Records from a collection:
►
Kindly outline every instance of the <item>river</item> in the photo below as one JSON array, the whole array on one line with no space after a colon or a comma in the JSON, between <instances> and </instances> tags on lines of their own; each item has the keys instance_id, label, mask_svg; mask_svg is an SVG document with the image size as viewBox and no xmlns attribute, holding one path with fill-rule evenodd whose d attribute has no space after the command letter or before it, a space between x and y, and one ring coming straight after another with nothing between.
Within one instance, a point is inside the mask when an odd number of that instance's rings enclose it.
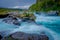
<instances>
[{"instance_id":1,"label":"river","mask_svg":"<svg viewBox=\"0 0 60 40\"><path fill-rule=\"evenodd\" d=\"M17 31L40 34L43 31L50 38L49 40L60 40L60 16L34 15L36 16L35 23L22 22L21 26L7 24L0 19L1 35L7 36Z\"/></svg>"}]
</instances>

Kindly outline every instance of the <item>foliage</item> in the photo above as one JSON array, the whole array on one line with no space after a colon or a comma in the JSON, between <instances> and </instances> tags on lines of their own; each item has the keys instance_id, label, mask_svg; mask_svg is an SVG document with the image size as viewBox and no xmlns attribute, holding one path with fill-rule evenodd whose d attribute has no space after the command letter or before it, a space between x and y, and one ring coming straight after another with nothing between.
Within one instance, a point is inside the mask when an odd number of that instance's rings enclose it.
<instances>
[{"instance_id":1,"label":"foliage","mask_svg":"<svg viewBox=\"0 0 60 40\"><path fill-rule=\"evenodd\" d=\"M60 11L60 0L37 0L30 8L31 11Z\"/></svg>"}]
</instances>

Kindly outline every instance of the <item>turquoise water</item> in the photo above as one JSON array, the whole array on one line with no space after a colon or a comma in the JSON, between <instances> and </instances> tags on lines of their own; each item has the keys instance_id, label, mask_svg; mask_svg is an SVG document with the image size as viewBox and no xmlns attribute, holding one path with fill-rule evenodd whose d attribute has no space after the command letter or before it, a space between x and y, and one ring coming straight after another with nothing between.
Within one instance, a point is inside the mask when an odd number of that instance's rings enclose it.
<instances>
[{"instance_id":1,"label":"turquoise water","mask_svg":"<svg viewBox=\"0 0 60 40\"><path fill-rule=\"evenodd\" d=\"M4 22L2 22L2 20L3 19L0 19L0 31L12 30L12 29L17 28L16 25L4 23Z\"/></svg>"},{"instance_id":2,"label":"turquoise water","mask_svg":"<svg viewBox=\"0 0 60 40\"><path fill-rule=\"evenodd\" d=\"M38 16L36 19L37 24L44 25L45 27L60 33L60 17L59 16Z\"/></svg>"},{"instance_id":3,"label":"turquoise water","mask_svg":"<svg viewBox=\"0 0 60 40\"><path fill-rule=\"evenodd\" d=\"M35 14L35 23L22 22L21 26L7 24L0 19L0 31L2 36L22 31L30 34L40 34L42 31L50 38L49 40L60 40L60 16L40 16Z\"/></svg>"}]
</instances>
◄
►
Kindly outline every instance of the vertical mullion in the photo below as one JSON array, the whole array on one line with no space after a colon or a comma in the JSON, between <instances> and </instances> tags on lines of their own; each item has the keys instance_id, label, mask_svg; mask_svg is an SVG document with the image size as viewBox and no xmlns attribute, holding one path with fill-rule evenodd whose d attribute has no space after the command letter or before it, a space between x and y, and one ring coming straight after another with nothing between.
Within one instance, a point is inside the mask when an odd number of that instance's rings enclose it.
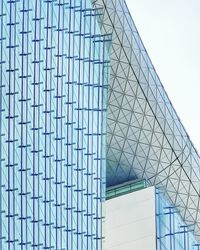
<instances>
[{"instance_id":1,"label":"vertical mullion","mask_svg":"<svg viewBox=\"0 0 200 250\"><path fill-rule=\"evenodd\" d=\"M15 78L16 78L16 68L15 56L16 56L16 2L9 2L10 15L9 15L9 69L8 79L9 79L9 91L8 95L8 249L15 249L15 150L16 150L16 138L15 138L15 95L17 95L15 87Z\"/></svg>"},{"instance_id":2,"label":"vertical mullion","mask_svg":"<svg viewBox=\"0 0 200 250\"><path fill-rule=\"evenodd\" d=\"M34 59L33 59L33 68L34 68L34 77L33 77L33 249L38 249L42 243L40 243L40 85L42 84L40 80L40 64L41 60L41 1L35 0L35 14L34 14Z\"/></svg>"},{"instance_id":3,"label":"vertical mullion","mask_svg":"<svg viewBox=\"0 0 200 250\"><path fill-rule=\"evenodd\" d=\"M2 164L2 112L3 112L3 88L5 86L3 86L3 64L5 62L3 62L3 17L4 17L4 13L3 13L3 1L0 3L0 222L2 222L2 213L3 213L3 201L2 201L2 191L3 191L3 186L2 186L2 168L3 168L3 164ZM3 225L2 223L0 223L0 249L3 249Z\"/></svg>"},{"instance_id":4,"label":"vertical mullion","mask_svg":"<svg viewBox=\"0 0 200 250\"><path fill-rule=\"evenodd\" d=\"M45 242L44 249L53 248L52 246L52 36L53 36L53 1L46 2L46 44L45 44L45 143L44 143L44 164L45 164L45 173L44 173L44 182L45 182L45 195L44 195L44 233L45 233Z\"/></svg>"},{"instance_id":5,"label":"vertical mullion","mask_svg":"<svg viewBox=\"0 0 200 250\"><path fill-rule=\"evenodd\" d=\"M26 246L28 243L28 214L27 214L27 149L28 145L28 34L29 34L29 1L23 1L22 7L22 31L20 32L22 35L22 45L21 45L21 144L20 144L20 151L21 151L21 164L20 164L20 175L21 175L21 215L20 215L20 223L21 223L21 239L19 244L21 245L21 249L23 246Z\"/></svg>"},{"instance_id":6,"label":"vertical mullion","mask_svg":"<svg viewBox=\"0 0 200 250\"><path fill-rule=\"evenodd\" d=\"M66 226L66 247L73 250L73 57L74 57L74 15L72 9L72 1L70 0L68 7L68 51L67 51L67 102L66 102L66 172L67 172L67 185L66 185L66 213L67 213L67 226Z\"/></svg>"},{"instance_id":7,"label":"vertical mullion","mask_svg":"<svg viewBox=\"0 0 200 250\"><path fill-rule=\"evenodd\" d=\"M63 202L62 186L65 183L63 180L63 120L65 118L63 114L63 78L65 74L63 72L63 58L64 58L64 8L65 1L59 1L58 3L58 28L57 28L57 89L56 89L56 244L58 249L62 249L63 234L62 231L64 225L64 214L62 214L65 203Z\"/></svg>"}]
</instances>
◄
• [Exercise description]: Proceeding from the line containing "Kindly outline every instance of the <item>foliage</item>" through the line containing "Kindly outline every instance of the <item>turquoise", transcribe the lines above exactly, both end lines included.

• [Written solution]:
Kindly outline every instance of the <item>foliage</item> in the photo above as one JSON array, the whole array on one line with no space after a colon or a comma in the JSON, between <instances> and </instances> tags on lines of their own; each item has the keys instance_id, label, mask_svg; mask_svg is an SVG document with the image size as viewBox and no xmlns attribute, holding one path with fill-rule evenodd whose d attribute has no space after the command letter or before it, a space between x and y, and one ring coming straight after another with nothing between.
Within one instance, a point is inside the mask when an odd number of that instance's rings enclose it.
<instances>
[{"instance_id":1,"label":"foliage","mask_svg":"<svg viewBox=\"0 0 60 40\"><path fill-rule=\"evenodd\" d=\"M60 11L60 0L37 0L30 8L31 11Z\"/></svg>"}]
</instances>

Kindly outline every instance of the <item>turquoise water</item> in the photo above as one JSON array, the whole array on one line with no space after a colon or a comma in the JSON, between <instances> and </instances> tags on lines of their own; each item has the keys instance_id, label, mask_svg; mask_svg is an SVG document with the image size as viewBox and no xmlns attribute, holding one path with fill-rule evenodd whose d attribute has no space after the command letter or before it, a space between x and y, and one ring coming straight after another with nothing between.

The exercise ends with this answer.